▶ [Items]
# # # #

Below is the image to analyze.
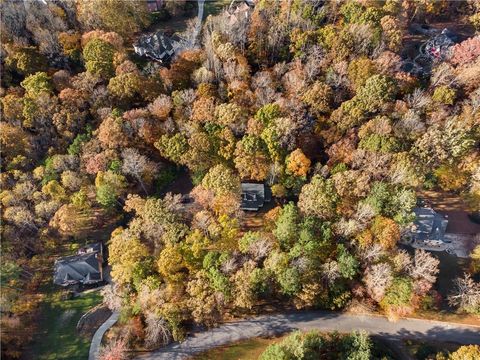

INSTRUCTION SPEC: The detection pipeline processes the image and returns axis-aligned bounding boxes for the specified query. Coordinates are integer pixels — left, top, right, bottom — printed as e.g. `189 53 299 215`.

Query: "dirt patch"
77 306 112 337
418 190 480 234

# # # #

▶ [Work to do] Return all of the lines above word for word, but leave the picture out.

▶ [Task answer]
Below is the image to analyze.

INSTRUCTION SPEC: The detection pipeline processes the image and returns axis-aligned bounding boxes for the specified query. Coordinates are integer pixels — left, top, right, bottom — printed as e.g. `189 53 299 215`.

Query: "dirt patch"
77 306 112 337
418 190 480 234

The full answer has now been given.